À l’heure où tout s’accélère et où le stress semble devenu une norme silencieuse, Dre Sandra Stallaert, médecin, homéopathe, nutritionniste et l’auteure de C’est le chaos là-haut pose un regard lucide sur notre agitation intérieure. Dans cet entretien, Sandra Stallaert invite les lecteurs de Week-End à ralentir et à se reconnecter à l’essentiel à quelques jours du début de la nouvelle année. C’est le chaos là-haut est disponible dans toutes les librairies, à son cabinet dans le Nord, ainsi que sur l’ensemble des sites de vente en ligne.
31Votre livre s’intitule C’est le chaos là-haut. Pourquoi ce mot « chaos » résonne-t-il particulièrement avec notre époque, et encore plus au moment où une nouvelle année commence ?
Nous vivons une époque d’excès. Excès de sollicitations, d’informations, de vitesse, d’obligations. Nous vivons en mode sur- : surmenés, surstimulés, surchargés, souvent sans même nous en rendre compte. Nous sommes exposés en permanence à une quantité d’informations que le cerveau humain n’a jamais eu à traiter auparavant. Le monde dans lequel nous évoluons va de plus en plus vite. Trop vite.

→ Activités:
1. D'après l'extrait de l'entretien avec Sandra Stallaert, quelles professions exerce-t-elle ?
2. Poursuivez l'extrait de l'entretien avec Sandra Stallaert à partir de sa dernière phrase.
Le matériel présenté ensuite est indépendant de l'extrait de l'entretien avec Sandra Stallaert.

→ Données:
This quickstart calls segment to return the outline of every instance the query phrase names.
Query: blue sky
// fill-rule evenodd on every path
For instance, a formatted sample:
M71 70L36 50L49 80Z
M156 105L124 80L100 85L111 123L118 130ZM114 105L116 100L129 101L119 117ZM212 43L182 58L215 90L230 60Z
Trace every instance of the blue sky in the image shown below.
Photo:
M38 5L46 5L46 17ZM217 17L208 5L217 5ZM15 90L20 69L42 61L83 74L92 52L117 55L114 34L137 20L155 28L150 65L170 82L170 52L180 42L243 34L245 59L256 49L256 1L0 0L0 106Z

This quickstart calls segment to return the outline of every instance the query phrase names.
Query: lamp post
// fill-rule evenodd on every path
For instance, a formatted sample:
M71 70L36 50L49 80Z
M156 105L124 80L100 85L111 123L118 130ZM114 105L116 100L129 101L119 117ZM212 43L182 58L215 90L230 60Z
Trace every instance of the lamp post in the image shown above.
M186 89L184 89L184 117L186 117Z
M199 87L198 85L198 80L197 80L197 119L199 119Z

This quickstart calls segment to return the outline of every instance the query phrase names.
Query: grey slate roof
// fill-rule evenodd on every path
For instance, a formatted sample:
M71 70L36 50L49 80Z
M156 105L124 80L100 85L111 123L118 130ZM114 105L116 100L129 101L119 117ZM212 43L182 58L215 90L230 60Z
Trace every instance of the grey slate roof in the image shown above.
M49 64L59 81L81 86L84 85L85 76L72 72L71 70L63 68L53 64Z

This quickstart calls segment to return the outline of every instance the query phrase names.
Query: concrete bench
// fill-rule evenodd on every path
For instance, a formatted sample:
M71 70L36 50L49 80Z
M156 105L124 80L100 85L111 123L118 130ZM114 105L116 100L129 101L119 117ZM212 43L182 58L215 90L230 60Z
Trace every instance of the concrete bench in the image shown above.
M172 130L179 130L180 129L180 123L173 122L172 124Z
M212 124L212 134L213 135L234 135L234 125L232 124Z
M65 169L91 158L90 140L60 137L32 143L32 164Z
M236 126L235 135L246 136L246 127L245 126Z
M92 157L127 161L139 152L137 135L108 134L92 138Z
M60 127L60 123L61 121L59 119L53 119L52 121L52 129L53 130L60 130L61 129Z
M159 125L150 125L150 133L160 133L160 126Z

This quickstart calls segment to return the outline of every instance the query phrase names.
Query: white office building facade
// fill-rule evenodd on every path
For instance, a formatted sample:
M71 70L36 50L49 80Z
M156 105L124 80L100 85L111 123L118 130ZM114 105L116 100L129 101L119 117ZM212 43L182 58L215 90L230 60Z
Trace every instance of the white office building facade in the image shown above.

→ Résultats par activité:
1. Elle est médecin, homéopathe et nutritionniste.

2.
Dans cette accélération constante, une phrase revient sans cesse : « Je n’ai pas le temps ». Je l’entends tous les jours dans mon cabinet, mais aussi autour de moi, dans les conversations les plus ordinaires. Cela devient une évidence collective. Ne pas avoir le temps est presque perçu comme valorisant, comme un signe de réussite et de productivité. Être débordé donne parfois le sentiment d’exister, d’être utile, d’être important. Et pourtant, derrière cette course qui rythme nos journées se cache une réalité beaucoup plus inquiétante : un état de stress chronique devenu, aujourd’hui, presque normal. Cet état de tension permanente est largement banalisé. On s’y habitue. On finit même par croire que c’est ainsi que nous devons vivre nos vies. C’est comme une sorte de fatalité.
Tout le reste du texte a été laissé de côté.